_ASSIGNED TASK:_
Please set down each line of the data again, unchanged.

_DATA RECORDS:_
───
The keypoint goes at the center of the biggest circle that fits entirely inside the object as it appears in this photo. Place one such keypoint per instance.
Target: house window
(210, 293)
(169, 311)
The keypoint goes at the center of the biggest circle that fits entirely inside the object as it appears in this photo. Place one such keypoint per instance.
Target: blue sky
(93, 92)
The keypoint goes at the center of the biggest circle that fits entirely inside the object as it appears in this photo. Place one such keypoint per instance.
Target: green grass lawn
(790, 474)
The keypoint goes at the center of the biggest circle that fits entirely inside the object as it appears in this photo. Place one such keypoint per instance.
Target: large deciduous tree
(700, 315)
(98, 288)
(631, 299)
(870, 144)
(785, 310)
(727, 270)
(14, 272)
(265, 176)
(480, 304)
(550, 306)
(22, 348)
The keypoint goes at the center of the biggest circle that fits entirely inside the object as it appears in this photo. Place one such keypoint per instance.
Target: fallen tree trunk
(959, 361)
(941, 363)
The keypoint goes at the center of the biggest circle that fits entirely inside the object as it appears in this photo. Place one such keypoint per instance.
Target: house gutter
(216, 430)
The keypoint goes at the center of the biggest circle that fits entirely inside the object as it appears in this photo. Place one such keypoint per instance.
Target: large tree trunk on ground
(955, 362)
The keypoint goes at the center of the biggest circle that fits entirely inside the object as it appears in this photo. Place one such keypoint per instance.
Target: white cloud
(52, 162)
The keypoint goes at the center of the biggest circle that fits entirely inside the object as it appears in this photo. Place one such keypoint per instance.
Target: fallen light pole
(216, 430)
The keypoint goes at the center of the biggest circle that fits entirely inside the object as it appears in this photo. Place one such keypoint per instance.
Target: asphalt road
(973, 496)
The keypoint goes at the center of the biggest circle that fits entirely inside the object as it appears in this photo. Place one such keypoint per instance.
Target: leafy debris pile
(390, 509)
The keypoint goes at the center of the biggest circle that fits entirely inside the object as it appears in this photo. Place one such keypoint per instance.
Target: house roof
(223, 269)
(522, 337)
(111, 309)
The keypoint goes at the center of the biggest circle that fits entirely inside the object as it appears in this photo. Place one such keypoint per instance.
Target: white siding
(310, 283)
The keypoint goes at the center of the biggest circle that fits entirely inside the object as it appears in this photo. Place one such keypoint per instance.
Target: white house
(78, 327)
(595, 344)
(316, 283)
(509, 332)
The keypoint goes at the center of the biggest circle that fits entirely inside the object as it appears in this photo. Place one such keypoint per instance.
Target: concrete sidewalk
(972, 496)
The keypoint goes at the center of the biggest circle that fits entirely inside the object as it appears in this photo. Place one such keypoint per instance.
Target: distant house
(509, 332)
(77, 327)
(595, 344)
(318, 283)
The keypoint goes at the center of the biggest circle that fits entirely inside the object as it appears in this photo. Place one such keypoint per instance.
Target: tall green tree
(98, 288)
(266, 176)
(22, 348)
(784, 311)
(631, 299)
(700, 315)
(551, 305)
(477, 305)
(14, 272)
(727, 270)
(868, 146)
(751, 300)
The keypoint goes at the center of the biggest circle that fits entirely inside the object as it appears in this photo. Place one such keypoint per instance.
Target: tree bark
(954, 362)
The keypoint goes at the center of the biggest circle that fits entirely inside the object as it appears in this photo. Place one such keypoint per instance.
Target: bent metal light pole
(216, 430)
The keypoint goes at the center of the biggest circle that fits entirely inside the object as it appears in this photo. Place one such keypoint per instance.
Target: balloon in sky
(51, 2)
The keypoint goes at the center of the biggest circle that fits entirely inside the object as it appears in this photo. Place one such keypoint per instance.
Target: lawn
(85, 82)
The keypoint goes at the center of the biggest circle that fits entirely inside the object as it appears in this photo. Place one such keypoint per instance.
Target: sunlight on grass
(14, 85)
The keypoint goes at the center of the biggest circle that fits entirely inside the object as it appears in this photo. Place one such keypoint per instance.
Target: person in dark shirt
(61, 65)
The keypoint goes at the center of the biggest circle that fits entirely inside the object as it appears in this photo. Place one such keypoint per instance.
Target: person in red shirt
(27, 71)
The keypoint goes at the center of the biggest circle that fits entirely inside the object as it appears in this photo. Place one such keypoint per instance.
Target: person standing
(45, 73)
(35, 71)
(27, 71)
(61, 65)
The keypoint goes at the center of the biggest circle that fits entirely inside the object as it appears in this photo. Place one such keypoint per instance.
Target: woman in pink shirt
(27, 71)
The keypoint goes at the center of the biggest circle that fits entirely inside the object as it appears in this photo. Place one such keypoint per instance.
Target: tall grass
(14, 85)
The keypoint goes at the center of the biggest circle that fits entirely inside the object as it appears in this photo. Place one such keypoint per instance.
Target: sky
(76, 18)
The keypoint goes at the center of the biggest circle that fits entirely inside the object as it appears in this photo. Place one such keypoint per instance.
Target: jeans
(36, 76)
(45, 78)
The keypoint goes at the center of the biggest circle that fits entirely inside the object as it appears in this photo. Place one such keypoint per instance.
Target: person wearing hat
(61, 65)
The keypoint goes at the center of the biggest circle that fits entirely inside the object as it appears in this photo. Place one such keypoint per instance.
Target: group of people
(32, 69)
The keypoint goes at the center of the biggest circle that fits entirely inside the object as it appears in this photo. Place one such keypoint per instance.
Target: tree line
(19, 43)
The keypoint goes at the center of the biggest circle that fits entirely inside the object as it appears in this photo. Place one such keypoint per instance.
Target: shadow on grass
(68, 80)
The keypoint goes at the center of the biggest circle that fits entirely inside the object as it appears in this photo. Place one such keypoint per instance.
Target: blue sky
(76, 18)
───
_EXERCISE ANSWER:_
The keypoint goes at the center of the biggest circle that fits entirely inside the object as it appears in this photo. Place one such keypoint per instance.
Target: house window
(210, 293)
(169, 311)
The keypoint goes at the center of the biggest circle that fits entirely inside the object as it appears in this photo. Place one such keypoint per instance.
Target: blue sky
(93, 92)
The keypoint goes at the center of the biggest circle that fits entirely inside the object as it appears in this photo. Place one such keypoint per instance.
Target: green grass lawn
(790, 474)
The keypoint goes at the center of the biggest circle that fits entirely inside the object as it appears in this photo. Place one such keypoint per instance.
Target: large deciduous tree
(700, 315)
(98, 288)
(631, 299)
(870, 144)
(785, 310)
(727, 270)
(14, 272)
(265, 176)
(480, 304)
(550, 306)
(22, 348)
The keypoint goes at the center of the biggest circle that fits entirely inside the object as it appears in this photo. Place one such keypoint per instance.
Target: fallen tree trunk
(959, 361)
(941, 363)
The keypoint goes at the center of the biggest circle that fits entirely inside the object as it appears in this photo. Place one such keypoint per instance.
Target: house gutter
(216, 430)
The keypoint goes at the center of the biggest circle that fits entirely inside the object as it appears in this photo. Place one such keypoint per instance.
Target: large tree trunk on ground
(955, 362)
The keypoint goes at the center of the biggest circle that fits entirely inside the object as it appears in this photo. Place one such keypoint per instance.
Target: white cloud
(52, 162)
The keypoint goes at the center of the biggest circle that fits entirely inside the object as it appears in this photo. Place one such keypoint per instance.
Target: fallen light pole
(216, 430)
The keypoint goes at the center of the biggest circle that fits entirely inside the object as it appears in this photo. Place one such keypoint per instance.
Target: asphalt road
(973, 496)
The keypoint goes at the center of the biggest circle that fits entirely inside the object as it appears in this photo. Place one such keypoint per instance.
Target: leafy debris pile
(390, 509)
The keypoint goes at the center of the biggest circle that fits entirely inside the object as it appears in this photo. Place one such keypoint per instance.
Target: house roof
(223, 269)
(522, 337)
(111, 309)
The keypoint goes at the center of the biggest circle that fits entirely inside the object as it appears in this photo. Place one such keypoint per instance.
Target: white siding
(310, 283)
The keypoint goes at the center of the biggest circle that fits entirely inside the object as it appears in this photo. Place one such keypoint per instance.
Target: white house
(78, 327)
(595, 344)
(316, 283)
(509, 332)
The keypoint goes at the center of the biggest circle that fits entirely inside the object as it appears in this photo. Place one such keypoint per instance.
Target: concrete sidewalk
(972, 496)
The keypoint goes at the center of the biggest circle that fits entirely inside the object as it appears in this photo. Place one such keypoint per instance.
Target: distant house
(509, 332)
(77, 327)
(595, 344)
(318, 283)
The keypoint goes at the center of the biggest circle that fits entirely inside the object as it appears in this photo. Place one such keypoint per instance.
Target: tall green tree
(98, 288)
(266, 176)
(22, 348)
(784, 311)
(631, 299)
(700, 315)
(551, 305)
(477, 305)
(14, 272)
(727, 270)
(868, 146)
(751, 300)
The keypoint goes at the center of the biggest circle that fits entirely inside the object as it appears in this photo. Place one such keypoint per instance.
Target: tree bark
(954, 362)
The keypoint goes at the center of the biggest circle that fits entirely inside the object as it appears in this photo. Place one such keypoint per instance.
Target: bent metal light pole
(216, 430)
The keypoint goes at the center of the biggest circle that fits entirely inside the object as it appears in this photo. Place one such keypoint per instance.
Target: balloon in sky
(51, 2)
The keypoint goes at the center of the biggest circle that fits entirely inside the object as it appears in this photo. Place one such keypoint per instance.
Target: lawn
(85, 82)
The keypoint goes at the center of the biggest circle that fits entirely inside the object as it appears in this photo. Place one such keypoint per instance.
Target: sunlight on grass
(14, 85)
The keypoint goes at the center of the biggest circle that fits entirely inside the object as it appears in this photo. Place one such keypoint per instance.
Target: person in dark shirt
(61, 65)
The keypoint goes at the center of the biggest circle that fits entirely inside the object as it appears in this photo. Place one such keypoint per instance.
Target: person in red shirt
(27, 71)
The keypoint goes at the center of the biggest circle that fits entirely inside the object as it appears in this photo. Place one such keypoint per instance.
Target: person standing
(45, 73)
(35, 71)
(27, 71)
(61, 65)
The keypoint goes at the center of the biggest circle that fits entirely inside the object as it appears in this photo. Place one such keypoint per instance.
Target: woman in pink shirt
(27, 71)
The keypoint goes at the center of the biggest circle that fits entirely inside the object as it appears in this photo. Place one such keypoint per instance.
Target: tall grass
(14, 85)
The keypoint goes at the center of the biggest circle that fits entirely inside the object as it appears in this photo. Place one such keypoint per instance.
Target: sky
(76, 18)
The keypoint goes at the center of the biggest circle that fits entirely inside the object as it appears in this photo. Place one such keypoint per instance.
Target: jeans
(36, 76)
(45, 78)
The keypoint goes at the center of the biggest circle that fits entirely inside the object as it appears in this photo. Place one such keypoint per instance.
Target: person wearing hat
(61, 65)
The keypoint goes at the center of the biggest circle that fits entirely inside the object as it appears in this photo. Place one such keypoint per instance.
Target: group of people
(32, 69)
The keypoint goes at the center of the biggest circle that fits entirely inside the object as it appears in this photo. Place one such keypoint per instance.
Target: tree line
(19, 43)
The keypoint goes at the center of the biggest circle that fits entirely inside the object as it appears in this photo. Place one such keypoint per instance.
Target: shadow on grass
(68, 80)
The keypoint goes at the center of the biggest circle that fits entirely inside the object as it appears in this photo. Place one such keypoint per instance.
Target: blue sky
(76, 18)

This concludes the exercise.